I plodded along, face down into the storm. Even though I had my poncho hood cinched tight, every time I looked up the wind drove the rain around my face until it was running down inside. I think a small spot on my back stayed dry, but that was all.

The storm pounded me for hours. There were of course no trees, no shelter of any kind, no letup. I was totally exposed, nowhere to run to, nowhere to hide. Nothing for it but to walk. To keep walking and to hope that better weather and better times were headed my way.

What was going through my mind? My oldest daughter Hannah was a terribly colicky baby. She began crying the moment we came home from the hospital, and seemingly never stopped. After about a week of this, my nerves completely frayed, I called my mom hoping for some advice, some trick to get Hannah to stop with the damn squalling.

She paused for a minute to think and said she didn’t know how to make babies stop crying. But she knew that eventually they did. That everything about babies changed, and they changed pretty fast. It would pass. I just had to trust that things would get better and hold on until then.

So there was nothing to do but to walk and to hold on. I was wet and miserable and walking was the only thing keeping me from being cold as well. Dwelling on misery only compounds it so I thought about what makes me happy. And those two daughters of mine, the ones that had caused so much trouble and worry, they are now what makes me happy. I thought about how they would curl up in my lap as I read to them every night; how they would pounce on me for a game of Hop on Pop when I got home from work; how we’d shoot free throws for who did the dishes (Leah holds the record with 22 straight; she really hates dishes); how Hannah graduated first in her class at law school and how Leah just got straight A’s last semester at her law school. That’s a lot of happiness to think on.

My satellite beacon beeped with a message from brother Dave–a flash-flood warning had been issued for the eastern portions of JTNP, my precise location. Given the weather, that forecast was not exactly a surprise. Although I was in a wash, it was a big broad wash, appropriately named Big Wash. I wouldn’t be caught in a narrow canyon with no escape.

And I was fortunate that today’s route was simple. Much of the DT has directions like “follow the wash until it makes a bend to azimuth 40 degrees, then climb the third gully on the right until you get to the ridge where you follow it at azimuth 135 degrees for half a mile then descend down the gully on the left.”

→ Data extract:
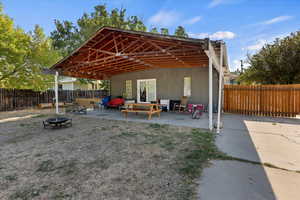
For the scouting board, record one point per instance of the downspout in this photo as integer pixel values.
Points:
(220, 89)
(56, 92)
(210, 89)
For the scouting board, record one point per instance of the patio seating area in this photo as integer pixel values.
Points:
(171, 118)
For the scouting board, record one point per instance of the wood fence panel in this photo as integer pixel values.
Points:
(14, 99)
(263, 100)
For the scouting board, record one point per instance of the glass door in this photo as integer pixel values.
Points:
(146, 90)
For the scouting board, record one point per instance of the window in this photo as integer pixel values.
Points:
(187, 88)
(128, 89)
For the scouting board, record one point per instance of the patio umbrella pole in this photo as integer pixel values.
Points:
(220, 89)
(56, 92)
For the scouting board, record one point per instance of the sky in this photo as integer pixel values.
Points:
(245, 25)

→ How to complete this task:
Continue the narrative above about walking through the storm, starting right after its final sentence.

→ Written response:
That kind of route-finding would have been impossible today. I had my phone with a GPS track laid out on it, but hadn’t thought to bring a waterproof pouch to the desert, and couldn’t use it. I had paper maps, but they would have been destroyed by the wind and rain in about 30 seconds. Fortunately all I had to do was head slightly north of east for about 8 miles over a low divide and then slightly south of east. Visibility in the rain was about 200 yards.

The only way I could keep on track was to walk with a compass in my hand, constantly looking down at it. I found that if I put it away for a few minutes, I invariably went off track, always to my right. Even after I noticed this and tried to compensate, I still did it.

Navigating the storm

I ended up walking about 18 miles without a stop. Not for rest, not for food, and oddly enough, not even for water. My skin must be porous; although I drank nothing, I peed out what seemed like gallons of clear urine. My pack was weighed down with liters of water that I would never drink.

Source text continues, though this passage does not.